> _Text segment_

CM Basics – Artist Study

Whenever I meet new homeschooling moms (and mention that we use the Charlotte Mason method) what I hear most often is, “I am interested in Charlotte Mason, but I don’t know where to begin.”

I know I was pretty overwhelmed in the beginning, too.  Ambleside Online was instrumental in helping me understand what a CM education entails and how to get started in a snap.  However, some moms just want to use a few elements of a Charlotte Mason education, or the Ambleside curriculum doesn’t work for them.  I am moving away from using it in its entirety myself.  So, for the next few weeks I am hoping to write a weekly blog covering simple ways to incorporate CM basics.  This can be used by homeschool parents and those not homeschooling.  Any of these principles and ideas work well for supplementing a public school education, especially in the areas of art and music, where many public schools are cutting quality programs.

We’ll start week one with a personal favorite of mine – artist study.

> _Data records_

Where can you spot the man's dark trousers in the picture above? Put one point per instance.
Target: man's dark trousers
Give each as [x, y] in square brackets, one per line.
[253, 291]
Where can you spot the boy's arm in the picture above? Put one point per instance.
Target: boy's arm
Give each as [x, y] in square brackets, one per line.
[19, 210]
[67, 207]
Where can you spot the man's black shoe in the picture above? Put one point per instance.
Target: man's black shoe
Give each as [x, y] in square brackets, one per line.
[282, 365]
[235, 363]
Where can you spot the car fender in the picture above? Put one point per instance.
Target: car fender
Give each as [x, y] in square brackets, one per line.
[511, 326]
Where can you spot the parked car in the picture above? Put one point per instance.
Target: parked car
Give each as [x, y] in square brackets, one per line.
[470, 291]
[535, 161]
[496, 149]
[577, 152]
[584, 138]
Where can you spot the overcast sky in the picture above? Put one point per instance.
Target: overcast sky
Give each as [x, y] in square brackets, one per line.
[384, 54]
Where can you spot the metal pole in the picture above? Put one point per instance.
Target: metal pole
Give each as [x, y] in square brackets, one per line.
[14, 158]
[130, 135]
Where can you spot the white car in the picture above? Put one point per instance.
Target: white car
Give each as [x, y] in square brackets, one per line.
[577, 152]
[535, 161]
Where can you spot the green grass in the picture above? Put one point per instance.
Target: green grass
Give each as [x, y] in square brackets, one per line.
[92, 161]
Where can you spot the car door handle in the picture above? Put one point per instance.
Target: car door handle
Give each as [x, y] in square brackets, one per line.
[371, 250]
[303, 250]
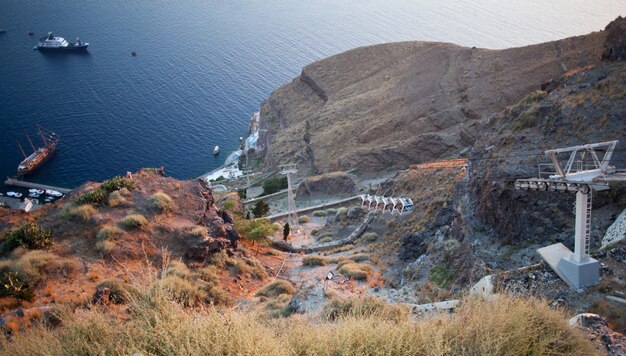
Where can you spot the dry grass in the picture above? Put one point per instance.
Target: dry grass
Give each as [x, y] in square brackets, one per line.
[354, 270]
[369, 237]
[133, 221]
[108, 231]
[509, 326]
[120, 292]
[316, 260]
[118, 198]
[364, 307]
[161, 202]
[249, 267]
[342, 211]
[79, 213]
[276, 288]
[199, 232]
[192, 288]
[105, 247]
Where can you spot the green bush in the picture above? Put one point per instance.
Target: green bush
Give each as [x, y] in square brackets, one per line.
[117, 183]
[360, 257]
[117, 198]
[199, 232]
[29, 236]
[80, 213]
[525, 120]
[161, 202]
[133, 221]
[97, 196]
[276, 288]
[105, 247]
[228, 205]
[273, 185]
[260, 209]
[92, 197]
[20, 275]
[183, 291]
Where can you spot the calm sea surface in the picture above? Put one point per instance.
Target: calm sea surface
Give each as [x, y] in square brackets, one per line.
[204, 66]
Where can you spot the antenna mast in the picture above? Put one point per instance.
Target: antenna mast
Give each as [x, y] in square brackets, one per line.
[289, 170]
[29, 141]
[21, 149]
[42, 135]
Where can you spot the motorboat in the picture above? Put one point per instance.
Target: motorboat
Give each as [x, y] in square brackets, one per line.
[53, 193]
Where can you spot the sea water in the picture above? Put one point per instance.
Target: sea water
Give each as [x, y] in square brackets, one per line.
[203, 67]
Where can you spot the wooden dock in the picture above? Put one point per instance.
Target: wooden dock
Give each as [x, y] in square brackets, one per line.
[22, 184]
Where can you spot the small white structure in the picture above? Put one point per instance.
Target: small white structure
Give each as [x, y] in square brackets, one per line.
[387, 204]
[26, 205]
[583, 172]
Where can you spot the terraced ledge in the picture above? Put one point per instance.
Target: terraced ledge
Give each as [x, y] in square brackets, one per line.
[288, 247]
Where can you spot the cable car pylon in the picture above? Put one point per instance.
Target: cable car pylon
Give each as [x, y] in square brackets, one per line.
[586, 169]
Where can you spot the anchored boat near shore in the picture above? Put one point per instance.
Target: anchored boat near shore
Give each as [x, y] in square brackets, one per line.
[40, 154]
[51, 43]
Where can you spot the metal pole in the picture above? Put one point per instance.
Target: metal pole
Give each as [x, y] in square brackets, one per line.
[580, 254]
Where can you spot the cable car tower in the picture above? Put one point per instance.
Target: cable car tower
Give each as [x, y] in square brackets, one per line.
[289, 170]
[587, 169]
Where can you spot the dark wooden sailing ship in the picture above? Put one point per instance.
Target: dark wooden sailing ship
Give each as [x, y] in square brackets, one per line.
[40, 154]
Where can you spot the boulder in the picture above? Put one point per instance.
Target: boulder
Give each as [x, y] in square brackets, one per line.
[102, 296]
[615, 42]
[616, 232]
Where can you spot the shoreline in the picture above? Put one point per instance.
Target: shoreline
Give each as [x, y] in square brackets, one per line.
[230, 169]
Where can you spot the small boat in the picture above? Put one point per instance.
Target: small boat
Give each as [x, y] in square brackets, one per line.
[40, 154]
[60, 44]
[53, 193]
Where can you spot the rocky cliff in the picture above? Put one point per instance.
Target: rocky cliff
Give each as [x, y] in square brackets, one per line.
[386, 106]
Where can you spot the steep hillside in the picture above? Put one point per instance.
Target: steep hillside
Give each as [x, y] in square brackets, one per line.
[386, 106]
[96, 244]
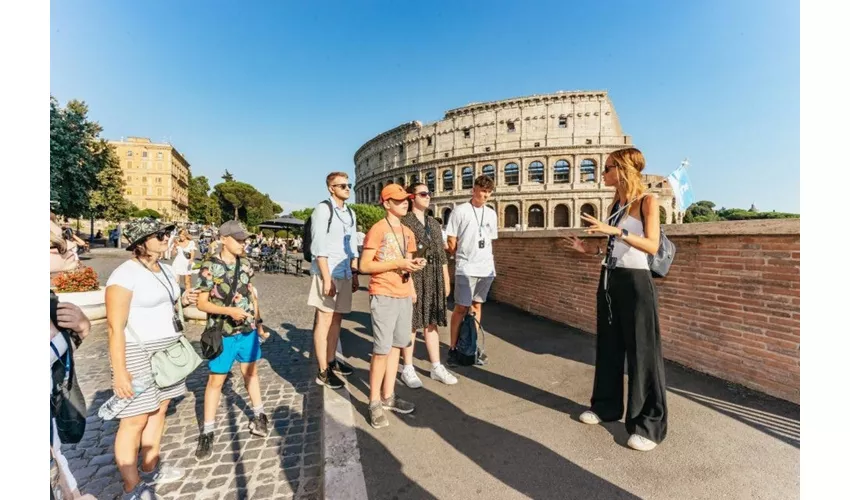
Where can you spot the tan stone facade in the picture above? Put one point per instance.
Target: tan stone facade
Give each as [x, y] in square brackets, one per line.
[545, 153]
[156, 176]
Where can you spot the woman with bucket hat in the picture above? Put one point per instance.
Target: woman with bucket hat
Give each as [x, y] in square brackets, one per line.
[141, 296]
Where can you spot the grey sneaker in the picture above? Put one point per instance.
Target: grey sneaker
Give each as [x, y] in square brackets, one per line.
[397, 404]
[376, 415]
[142, 491]
[162, 474]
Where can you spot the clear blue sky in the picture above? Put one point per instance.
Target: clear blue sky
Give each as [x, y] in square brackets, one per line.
[280, 93]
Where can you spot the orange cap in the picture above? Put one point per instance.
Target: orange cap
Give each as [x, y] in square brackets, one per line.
[394, 192]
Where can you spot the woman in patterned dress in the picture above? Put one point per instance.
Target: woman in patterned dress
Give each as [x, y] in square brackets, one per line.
[432, 287]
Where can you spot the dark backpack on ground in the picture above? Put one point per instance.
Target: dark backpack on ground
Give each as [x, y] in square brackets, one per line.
[67, 404]
[659, 264]
[470, 342]
[308, 230]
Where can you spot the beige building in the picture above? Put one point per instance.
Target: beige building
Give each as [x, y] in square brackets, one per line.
[156, 176]
[545, 152]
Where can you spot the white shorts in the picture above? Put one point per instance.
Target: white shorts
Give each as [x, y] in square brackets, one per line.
[341, 303]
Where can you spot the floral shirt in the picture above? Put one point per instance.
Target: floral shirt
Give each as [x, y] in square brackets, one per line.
[216, 277]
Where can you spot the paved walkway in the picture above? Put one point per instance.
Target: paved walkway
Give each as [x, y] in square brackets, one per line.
[286, 464]
[511, 430]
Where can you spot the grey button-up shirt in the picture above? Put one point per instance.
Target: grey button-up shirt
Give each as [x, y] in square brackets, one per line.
[338, 243]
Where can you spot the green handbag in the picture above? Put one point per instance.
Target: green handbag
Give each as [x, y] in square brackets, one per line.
[173, 364]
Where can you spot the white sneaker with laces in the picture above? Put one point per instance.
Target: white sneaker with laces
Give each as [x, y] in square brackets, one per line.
[441, 374]
[410, 378]
[589, 418]
[641, 443]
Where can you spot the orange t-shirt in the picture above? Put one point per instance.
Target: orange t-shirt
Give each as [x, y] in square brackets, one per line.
[385, 240]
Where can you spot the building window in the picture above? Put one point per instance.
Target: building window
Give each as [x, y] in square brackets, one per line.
[536, 173]
[562, 171]
[466, 178]
[588, 171]
[489, 171]
[588, 209]
[511, 174]
[448, 181]
[511, 216]
[562, 216]
[535, 216]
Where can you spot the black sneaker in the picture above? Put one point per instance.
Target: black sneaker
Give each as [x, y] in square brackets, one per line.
[340, 368]
[329, 379]
[204, 446]
[451, 359]
[259, 426]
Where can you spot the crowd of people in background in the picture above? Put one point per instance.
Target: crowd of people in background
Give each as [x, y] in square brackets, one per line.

> _Objective_
Quote the passage of the Charlotte Mason post above that opens with the words "I know I was" and closes with "cutting quality programs.".

> _Solution to the problem_
I know I was pretty overwhelmed in the beginning, too.  Ambleside Online was instrumental in helping me understand what a CM education entails and how to get started in a snap.  However, some moms just want to use a few elements of a Charlotte Mason education, or the Ambleside curriculum doesn’t work for them.  I am moving away from using it in its entirety myself.  So, for the next few weeks I am hoping to write a weekly blog covering simple ways to incorporate CM basics.  This can be used by homeschool parents and those not homeschooling.  Any of these principles and ideas work well for supplementing a public school education, especially in the areas of art and music, where many public schools are cutting quality programs.